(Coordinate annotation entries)

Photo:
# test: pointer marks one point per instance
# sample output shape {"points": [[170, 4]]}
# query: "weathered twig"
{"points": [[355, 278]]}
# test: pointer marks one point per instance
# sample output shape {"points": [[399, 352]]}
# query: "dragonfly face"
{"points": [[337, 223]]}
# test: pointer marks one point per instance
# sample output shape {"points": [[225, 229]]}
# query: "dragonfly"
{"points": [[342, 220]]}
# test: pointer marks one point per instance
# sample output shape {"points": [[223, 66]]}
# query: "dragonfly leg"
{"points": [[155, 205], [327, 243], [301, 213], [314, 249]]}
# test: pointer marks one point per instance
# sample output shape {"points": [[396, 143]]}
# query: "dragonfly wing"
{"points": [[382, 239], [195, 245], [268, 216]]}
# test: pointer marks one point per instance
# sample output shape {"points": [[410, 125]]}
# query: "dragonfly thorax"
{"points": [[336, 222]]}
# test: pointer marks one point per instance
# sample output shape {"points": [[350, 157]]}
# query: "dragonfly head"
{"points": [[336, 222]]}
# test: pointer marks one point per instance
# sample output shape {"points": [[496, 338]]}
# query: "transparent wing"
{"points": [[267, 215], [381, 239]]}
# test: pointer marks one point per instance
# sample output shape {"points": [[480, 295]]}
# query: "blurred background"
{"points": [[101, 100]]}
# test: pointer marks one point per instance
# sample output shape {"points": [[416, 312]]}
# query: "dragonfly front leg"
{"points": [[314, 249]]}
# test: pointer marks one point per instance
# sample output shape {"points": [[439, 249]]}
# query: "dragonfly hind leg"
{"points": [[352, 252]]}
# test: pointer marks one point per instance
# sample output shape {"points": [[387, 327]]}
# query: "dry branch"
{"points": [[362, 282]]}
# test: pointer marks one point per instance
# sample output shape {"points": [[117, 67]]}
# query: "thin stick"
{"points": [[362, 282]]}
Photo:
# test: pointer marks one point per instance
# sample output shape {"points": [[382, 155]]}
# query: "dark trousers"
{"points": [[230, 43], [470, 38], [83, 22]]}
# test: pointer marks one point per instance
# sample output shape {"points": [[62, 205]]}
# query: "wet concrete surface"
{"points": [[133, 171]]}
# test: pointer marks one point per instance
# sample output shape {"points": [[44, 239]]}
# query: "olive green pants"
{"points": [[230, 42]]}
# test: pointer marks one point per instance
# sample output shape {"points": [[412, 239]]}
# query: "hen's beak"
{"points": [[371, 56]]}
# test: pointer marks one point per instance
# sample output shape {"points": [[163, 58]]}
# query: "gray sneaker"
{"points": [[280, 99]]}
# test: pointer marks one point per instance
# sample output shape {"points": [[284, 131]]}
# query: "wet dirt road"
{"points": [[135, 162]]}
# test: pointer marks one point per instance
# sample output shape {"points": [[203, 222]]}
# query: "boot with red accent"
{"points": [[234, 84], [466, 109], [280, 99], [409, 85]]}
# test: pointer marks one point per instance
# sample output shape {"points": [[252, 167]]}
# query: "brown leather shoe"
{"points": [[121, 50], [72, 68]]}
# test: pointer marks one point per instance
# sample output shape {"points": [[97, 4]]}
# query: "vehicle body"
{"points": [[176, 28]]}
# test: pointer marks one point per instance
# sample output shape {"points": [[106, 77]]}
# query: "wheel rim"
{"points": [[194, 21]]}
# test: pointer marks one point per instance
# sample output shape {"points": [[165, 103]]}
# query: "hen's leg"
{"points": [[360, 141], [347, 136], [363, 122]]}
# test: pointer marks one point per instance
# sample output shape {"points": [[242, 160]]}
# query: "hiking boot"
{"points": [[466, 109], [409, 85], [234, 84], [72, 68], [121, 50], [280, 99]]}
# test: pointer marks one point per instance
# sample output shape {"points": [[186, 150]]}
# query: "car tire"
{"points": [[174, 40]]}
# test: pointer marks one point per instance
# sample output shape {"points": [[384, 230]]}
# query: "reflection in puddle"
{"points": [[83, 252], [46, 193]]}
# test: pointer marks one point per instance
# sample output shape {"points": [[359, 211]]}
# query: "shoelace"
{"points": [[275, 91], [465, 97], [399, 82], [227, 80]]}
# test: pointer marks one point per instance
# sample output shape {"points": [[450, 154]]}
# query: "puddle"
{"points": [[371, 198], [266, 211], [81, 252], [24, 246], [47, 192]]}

## What you should do
Restate every line of the data word for word.

## Solution
Photo:
# test: pointer marks one point per instance
# sample output shape {"points": [[170, 4]]}
# query: "weathered twig"
{"points": [[355, 278]]}
# test: pointer marks one point per instance
# sample output shape {"points": [[399, 352]]}
# query: "dragonfly face"
{"points": [[337, 223]]}
# test: pointer marks one point per instance
# sample output shape {"points": [[225, 229]]}
# query: "dragonfly"
{"points": [[342, 220]]}
# test: pointer marks one point per instance
# sample output shape {"points": [[223, 66]]}
# query: "dragonfly leg"
{"points": [[155, 205], [327, 243], [301, 213], [314, 249]]}
# test: pointer marks one point per instance
# sample output shape {"points": [[396, 143]]}
# query: "dragonfly wing"
{"points": [[382, 239], [195, 245], [268, 216]]}
# test: pointer marks one point per instance
# sample output shape {"points": [[410, 125]]}
# query: "dragonfly thorax"
{"points": [[336, 222]]}
# test: pointer marks one point per instance
# sample output shape {"points": [[350, 157]]}
# query: "dragonfly head"
{"points": [[336, 222]]}
# test: pointer marks one point per instance
# sample output shape {"points": [[496, 338]]}
# query: "transparent wing"
{"points": [[267, 215], [381, 239]]}
# test: pointer marks one point per instance
# sample output shape {"points": [[480, 295]]}
# query: "blurred background"
{"points": [[101, 100]]}
# test: pointer marks one point per instance
# sample output shape {"points": [[416, 312]]}
# query: "dragonfly front leg"
{"points": [[314, 249]]}
# test: pointer marks one point per instance
# sample output shape {"points": [[439, 249]]}
# query: "dragonfly hind leg"
{"points": [[352, 252]]}
# test: pointer marks one point per instance
# sample output shape {"points": [[387, 327]]}
# query: "dry branch"
{"points": [[362, 282]]}
# test: pointer marks one point per instance
# sample output shape {"points": [[117, 67]]}
# query: "thin stick"
{"points": [[362, 282]]}
Photo:
# test: pointer marks one point per instance
# sample output shape {"points": [[382, 155]]}
# query: "dark trousers"
{"points": [[230, 43], [470, 38], [83, 22]]}
# test: pointer marks one point per instance
# sample output shape {"points": [[62, 205]]}
# query: "wet concrete surface"
{"points": [[133, 171]]}
# test: pointer marks one point per instance
# sample output shape {"points": [[44, 239]]}
# query: "olive green pants"
{"points": [[230, 42]]}
# test: pointer marks one point per instance
# sample output shape {"points": [[412, 239]]}
# query: "hen's beak"
{"points": [[371, 56]]}
# test: pointer marks one point per instance
# sample output shape {"points": [[163, 58]]}
# query: "gray sneaker"
{"points": [[280, 99]]}
# test: pointer marks one point per instance
# sample output shape {"points": [[284, 131]]}
# query: "wet dirt road"
{"points": [[135, 162]]}
# test: pointer marks one point per instance
# sample output shape {"points": [[203, 222]]}
# query: "boot with red accent"
{"points": [[234, 84], [466, 109], [280, 99], [409, 85]]}
# test: pointer marks one point per instance
# sample output shape {"points": [[252, 167]]}
# query: "brown leather shoe"
{"points": [[121, 50], [72, 68]]}
# test: pointer marks one point per instance
# sample output shape {"points": [[97, 4]]}
# query: "vehicle body"
{"points": [[176, 28]]}
# test: pointer marks one point per instance
# sample output shape {"points": [[106, 77]]}
# query: "wheel rim"
{"points": [[194, 21]]}
# test: pointer marks one point per instance
# sample output shape {"points": [[165, 103]]}
# query: "hen's leg"
{"points": [[360, 141], [347, 136], [363, 122]]}
# test: pointer marks one point per instance
# sample output shape {"points": [[242, 160]]}
# query: "hiking boot"
{"points": [[466, 109], [409, 85], [234, 84], [72, 68], [121, 50], [280, 99]]}
# test: pointer marks one point per instance
# sample output shape {"points": [[186, 150]]}
# query: "car tire"
{"points": [[174, 40]]}
# test: pointer marks one point per instance
# sample output shape {"points": [[384, 230]]}
# query: "reflection in puddle"
{"points": [[83, 252], [46, 193]]}
# test: pointer marks one point per instance
# sample output shape {"points": [[359, 211]]}
# query: "shoelace"
{"points": [[275, 91], [465, 97], [399, 82], [227, 80]]}
# test: pointer marks one point per instance
# sample output shape {"points": [[450, 154]]}
# query: "puddle"
{"points": [[371, 198], [266, 211], [81, 252], [24, 246], [47, 192]]}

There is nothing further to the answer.